> _Problema posto 1_:
Secondo l'articolo sui cinghiali, in quale periodo dell'anno è consentita in genere la caccia?
> _Problema posto 2_:
Quali Comuni del Parco delle Madonie emisero nel 2009 ordinanze per abbattere i cinghiali in eccesso, secondo l'articolo sui cinghiali? Elencali tutti.
> _Problema posto 3_:
Prosegui l'articolo sui cinghiali dopo l'ultima frase riportata.

> _Testo fornito_:
════════════════════
Riccardo Bruno. «Li hanno trovati anche in alta montagna, a grufolare a duemila metri. Esemplari che a volte raggiungono i due quintali. Una popolazione vastissima, nessuno sa esattamente quanti siano in Italia». Per Luciano Sammarone, comandante provinciale a Isernia del Corpo forestale, il primo problema sui cinghiali è esattamente questo: «Si dice che sono tantissimi, ma la questione non viene mai affrontata in modo coordinato. L’approccio giusto sarebbe: vediamo in un territorio qual è la fauna selvatica presente, quali sono le colture da tutelare, i centri abitati, e poi stabiliamo le priorità. A quel punto si deve procedere con piani di abbattimento mirati. Non come si fa adesso, i cinghiali sono lasciati liberi di fare i danni e poi la comunità deve pagare anche il costo degli indennizzi. È un sistema schizofrenico».
L’avanzata
Che bisogna fermare l’avanzata di questi ungulati, quasi scomparsi nei primi decenni del Novecento e via via reintrodotti per la gioia dei cacciatori, sono praticamente tutti d’accordo. Da anni. E da anni si fa poco o niente. Nel lontano 2009 tre Comuni all’interno del Parco delle Madonie, Collesano, Petralia Sottana e Castelbuono, poco distanti da dove ieri Salvatore Rinaudo ha perso la vita, decisero di fare da soli e emisero ordinanze per abbattere i cinghiali in eccesso. Un’associazione animalista fece ricorso e il Tar gli diede ragione: come si fa ad autorizzare l’abbattimento di animali protetti se non si sa nemmeno quanti sono?, motivarono i giudici.
Tutelati
Il cinghiale appartiene alla fauna selvatica tutelata dalle leggi nazionali. La caccia è consentita per tre mesi all’anno, in genere dal primo ottobre al 31 dicembre; Regioni e Province, se è necessario, possono autorizzare «eliminazioni» extra, ma in questo caso può intervenire solo personale autorizzato. La caccia è vietata all’interno dei parchi e delle aree protette. Per questo, e per le grandi capacità di adattamento, il numero dei cinghiali è cresciuto in modo esponenziale. «E spesso non siamo di fronte al cinghiale autoctono, più piccolo e di peso minore — aggiunge il comandante della Forestale Sammarone —, ma animali venuti dall’estero, molto più grandi. A volte si incrociano con i maiali, e la capacità riproduttiva diventa maggiore. Alcune femmine riescono a partorire anche due volte all’anno». Ogni figliata dieci cuccioli, con risultati ormai sotto gli occhi di tutti.
════════════════════
> _Dati forniti_:
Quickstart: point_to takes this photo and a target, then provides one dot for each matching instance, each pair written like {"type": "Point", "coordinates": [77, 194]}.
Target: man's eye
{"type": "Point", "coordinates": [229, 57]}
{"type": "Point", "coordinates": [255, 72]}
════════════════════
> _Risposta 1_:
In genere dal primo ottobre al 31 dicembre.

> _Risposta 2_:
Collesano, Petralia Sottana, Castelbuono

> _Risposta 3_:
Un milione di esemplari
L’Ispra (l’Istituto per la protezione e la ricerca ambientale) ha stimato che possano aver superato il milione di esemplari, diffusi in tutte le venti regioni e nel 95% delle province. Il periodo più critico è proprio questo, da agosto a ottobre: i torrenti sono a secco, nei boschi c’è poco cibo, per questo si spingono in pianura, vicino ai campi e ai centri abitati. Proprio un paio di giorni fa i vertici dell’Ambito territoriale di caccia Firenze-Prato hanno ricordato agli agricoltori di verificare bene l’efficienza delle recinzioni elettrificate. L’uva è piatto prediletto per gli animali, e prodotto d’eccellenza da difendere a ogni costo. Ma non si possono sempre alzare barriere e recinti per proteggere i raccolti, o le strade dove i cinghiali sono sempre più spesso causa di incidenti.
Emergenza nazionale
«È un’emergenza nazionale, una situazione insostenibile — protesta Roberto Moncalvo, presidente della Coldiretti —. Non è più solo una questione di risarcimento dei danni, è diventato un fatto di sicurezza delle persone e della vita nelle campagne. Negli ultimi dieci anni gli animali selvatici sono quasi decuplicati e l’aumento dei cinghiali e di altri ungulati ha messo in allarme non solo le imprese agricole, ma anche la società e l’ambiente».
Franco Ferroni, responsabile Aree protette e politiche agricole del Wwf, aggiunge un altro elemento di riflessione e polemica : «Attorno al cinghiale c’è un mercato nero che vale centinaia di migliaia di euro: per un esemplare abbattuto legalmente, ce ne sono almeno due uccisi illegalmente». Per questo suggerisce un decreto che autorizzi anche gli agricoltori a catturarli e utilizzarli e preveda mattatoi mobili per garantire una macellazione controllata. Un tema che sottolinea anche il presidente nazionale di Arcicaccia, Osvaldo Veneziano, chiedendo una normativa straordinaria «che consenta di utilizzare la carne di cinghiale non più al nero, legalizzandone il commercio e con i conseguenti controlli sanitari».
Paradossi
Paradossi di un animale tutelato eppure lasciato che si diffondesse a beneficio di chi gli spara, che fa paura quando si ha la sfortuna di trovarselo davanti ma non quando siamo a tavola. E così, come accade per altre specie, siamo incapaci di trovare il giusto confine tra la protezione della natura e quella dei nostri interessi.
«Abbiamo perso il giusto approccio con l’ambiente — osserva il comandante Sammarone —. A volte si va a vivere in una casa isolata nel bosco e poi ci si lamenta che davanti passano i lupi, o anche gli orsi. È vero, il cinghiale è estremamente aggressivo, ma riflettiamo anche sui nostri comportamenti».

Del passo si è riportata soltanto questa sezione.